• [Kutipan Teks]
════════════════
Kembali ke Yunani Klasik, paideia secara struktural memang dipahami sebagai setem pendidikan dengan visi yang jelas, yaitu mengupayakan manusia ideal. Manusia yang ideal pada masa itu adalah manusia yang mampu menyelaraskan jiwa dan badan, suatu kondisi di mana manusia mencapai eudaimonia (kebahagiaan).
Dalam kurikulum tradisional Yunani Klasik dikenal dengan istilah artes liberales atau liberal arts, ada tujuh bidang pelajaran yang diajarkan dalam menccapai arete (keutamaan, kebajikan). Ketujuh bidang pelajaran itu adalah tata bahasa, retorika, logika, matematika, geometri, astronomi, dan musik.
Dalam tahap awal filsafat Yunani tampak semata-mata berurusan dengan dunia fisik (upaya memahami rahasia alam/unsur pembentuknya). Otomatis pada tahap awal ini pemikiran masyarakat Yunani belum “antoposentris”. Maka gagasan seputar pentingnya keselarasan jiwa-badan pun belum ada.
════════════════
• [Petunjuk Tugas]
1) Terjemahkan kalimat dari kutipan teks ini ke dalam bahasa Inggris: "Ketujuh bidang pelajaran itu adalah tata bahasa, retorika, logika, matematika, geometri, astronomi, dan musik."
2) Buat ringkasan kutipan teks tentang paideia dalam dua kalimat.
════════════════
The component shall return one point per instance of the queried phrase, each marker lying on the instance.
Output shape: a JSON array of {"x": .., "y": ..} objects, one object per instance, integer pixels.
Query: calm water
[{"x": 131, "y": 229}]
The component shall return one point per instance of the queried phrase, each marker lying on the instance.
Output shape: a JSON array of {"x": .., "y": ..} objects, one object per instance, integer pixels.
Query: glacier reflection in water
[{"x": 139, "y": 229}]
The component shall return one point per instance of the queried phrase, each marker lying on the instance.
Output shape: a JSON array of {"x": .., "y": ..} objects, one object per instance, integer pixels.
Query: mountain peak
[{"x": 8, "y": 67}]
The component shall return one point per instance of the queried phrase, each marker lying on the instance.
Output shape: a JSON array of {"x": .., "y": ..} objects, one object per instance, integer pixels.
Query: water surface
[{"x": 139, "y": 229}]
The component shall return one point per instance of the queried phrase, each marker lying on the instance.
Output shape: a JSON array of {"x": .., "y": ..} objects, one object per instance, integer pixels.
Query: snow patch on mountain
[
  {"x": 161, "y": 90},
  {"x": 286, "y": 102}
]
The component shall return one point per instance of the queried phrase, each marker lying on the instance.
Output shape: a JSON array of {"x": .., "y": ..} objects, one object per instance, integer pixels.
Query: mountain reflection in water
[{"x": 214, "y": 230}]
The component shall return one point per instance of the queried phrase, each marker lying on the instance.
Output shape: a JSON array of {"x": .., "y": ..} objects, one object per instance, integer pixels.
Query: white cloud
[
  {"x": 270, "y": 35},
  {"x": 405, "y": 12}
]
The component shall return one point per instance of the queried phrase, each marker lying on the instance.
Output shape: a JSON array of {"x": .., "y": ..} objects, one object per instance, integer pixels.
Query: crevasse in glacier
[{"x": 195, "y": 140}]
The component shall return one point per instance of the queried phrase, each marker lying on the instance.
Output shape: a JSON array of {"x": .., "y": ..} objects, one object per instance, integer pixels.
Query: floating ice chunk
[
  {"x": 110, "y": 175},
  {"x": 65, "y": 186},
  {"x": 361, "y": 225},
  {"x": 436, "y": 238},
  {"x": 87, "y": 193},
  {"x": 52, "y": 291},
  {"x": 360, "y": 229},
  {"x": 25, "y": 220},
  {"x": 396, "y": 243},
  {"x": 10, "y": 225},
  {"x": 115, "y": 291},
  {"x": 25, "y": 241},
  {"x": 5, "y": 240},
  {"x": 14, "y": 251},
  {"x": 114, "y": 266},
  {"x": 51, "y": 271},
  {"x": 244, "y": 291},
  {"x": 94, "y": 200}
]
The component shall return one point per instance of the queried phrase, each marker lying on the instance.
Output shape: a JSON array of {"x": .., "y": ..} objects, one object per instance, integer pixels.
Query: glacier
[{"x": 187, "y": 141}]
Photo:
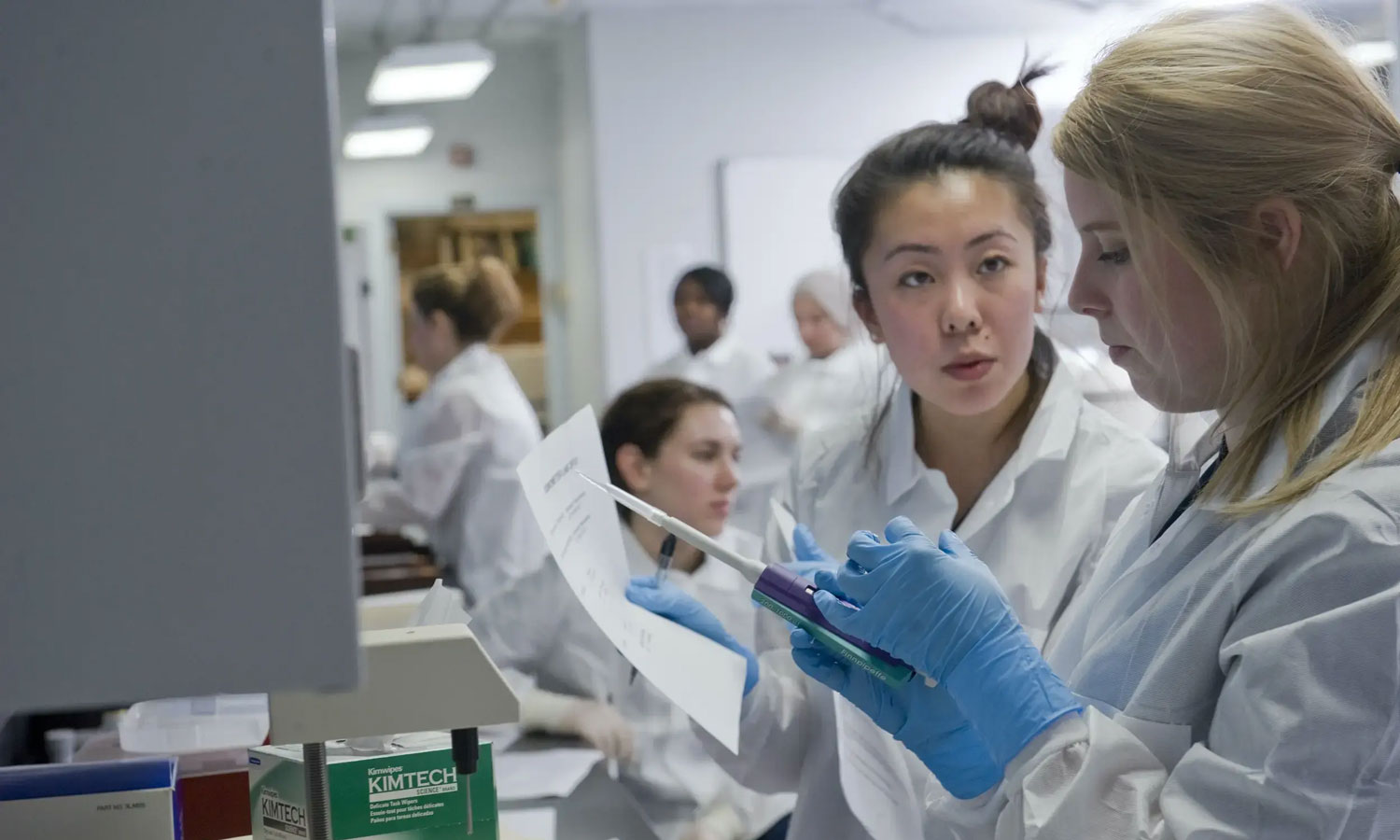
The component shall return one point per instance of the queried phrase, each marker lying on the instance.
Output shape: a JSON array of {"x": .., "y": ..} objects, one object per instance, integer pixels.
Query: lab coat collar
[
  {"x": 1047, "y": 436},
  {"x": 711, "y": 573}
]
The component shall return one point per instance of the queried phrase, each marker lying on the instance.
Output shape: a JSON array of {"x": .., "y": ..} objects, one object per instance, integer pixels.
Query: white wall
[
  {"x": 677, "y": 91},
  {"x": 579, "y": 227},
  {"x": 512, "y": 122}
]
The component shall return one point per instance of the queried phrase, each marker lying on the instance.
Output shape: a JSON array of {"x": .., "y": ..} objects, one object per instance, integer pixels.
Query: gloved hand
[
  {"x": 811, "y": 559},
  {"x": 938, "y": 608},
  {"x": 669, "y": 602},
  {"x": 601, "y": 725},
  {"x": 923, "y": 719}
]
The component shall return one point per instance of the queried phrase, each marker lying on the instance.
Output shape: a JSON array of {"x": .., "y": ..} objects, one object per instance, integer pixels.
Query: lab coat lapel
[{"x": 1047, "y": 437}]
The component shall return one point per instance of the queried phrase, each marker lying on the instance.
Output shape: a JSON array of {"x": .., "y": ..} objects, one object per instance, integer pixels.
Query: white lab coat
[
  {"x": 1242, "y": 677},
  {"x": 727, "y": 366},
  {"x": 815, "y": 394},
  {"x": 456, "y": 475},
  {"x": 1041, "y": 523},
  {"x": 539, "y": 627}
]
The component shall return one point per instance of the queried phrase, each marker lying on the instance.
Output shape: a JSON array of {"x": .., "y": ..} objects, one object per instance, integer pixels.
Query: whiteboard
[{"x": 776, "y": 226}]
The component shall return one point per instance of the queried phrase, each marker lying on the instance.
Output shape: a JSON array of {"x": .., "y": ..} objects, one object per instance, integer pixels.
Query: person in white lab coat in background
[
  {"x": 945, "y": 234},
  {"x": 675, "y": 445},
  {"x": 711, "y": 356},
  {"x": 1231, "y": 669},
  {"x": 837, "y": 380},
  {"x": 839, "y": 375},
  {"x": 455, "y": 467}
]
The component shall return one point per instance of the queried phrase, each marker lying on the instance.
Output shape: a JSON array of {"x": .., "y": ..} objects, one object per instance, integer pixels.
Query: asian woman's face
[
  {"x": 1167, "y": 336},
  {"x": 952, "y": 287}
]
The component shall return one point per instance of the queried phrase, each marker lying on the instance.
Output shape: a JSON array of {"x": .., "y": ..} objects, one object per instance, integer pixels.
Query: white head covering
[{"x": 832, "y": 290}]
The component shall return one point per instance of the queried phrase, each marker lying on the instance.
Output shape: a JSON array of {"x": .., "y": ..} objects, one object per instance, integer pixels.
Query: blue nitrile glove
[
  {"x": 669, "y": 602},
  {"x": 940, "y": 609},
  {"x": 811, "y": 559},
  {"x": 923, "y": 719}
]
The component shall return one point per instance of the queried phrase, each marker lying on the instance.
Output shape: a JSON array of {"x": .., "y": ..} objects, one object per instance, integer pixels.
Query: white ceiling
[{"x": 357, "y": 21}]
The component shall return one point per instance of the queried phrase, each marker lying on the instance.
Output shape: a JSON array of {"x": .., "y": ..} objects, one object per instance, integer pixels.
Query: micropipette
[{"x": 776, "y": 588}]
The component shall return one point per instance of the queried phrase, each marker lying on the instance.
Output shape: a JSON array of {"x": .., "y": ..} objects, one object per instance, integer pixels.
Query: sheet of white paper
[
  {"x": 540, "y": 773},
  {"x": 584, "y": 534},
  {"x": 786, "y": 523},
  {"x": 529, "y": 823}
]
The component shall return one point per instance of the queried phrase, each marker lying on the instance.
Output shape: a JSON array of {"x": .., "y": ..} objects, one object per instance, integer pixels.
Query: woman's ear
[
  {"x": 1042, "y": 266},
  {"x": 867, "y": 313},
  {"x": 1281, "y": 229},
  {"x": 635, "y": 468}
]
════════════════
• [Jawaban Tiap Tugas]
1) The seven fields of study were grammar, rhetoric, logic, mathematics, geometry, astronomy, and music.

2) Di Yunani Klasik, paideia dipahami sebagai sistem pendidikan yang bertujuan membentuk manusia ideal, yaitu manusia yang menyelaraskan jiwa dan badan untuk mencapai eudaimonia. Kurikulumnya, artes liberales, mengajarkan tujuh bidang pelajaran untuk mencapai arete, sedangkan filsafat Yunani pada tahap awal hanya berurusan dengan dunia fisik sehingga gagasan keselarasan jiwa-badan belum ada.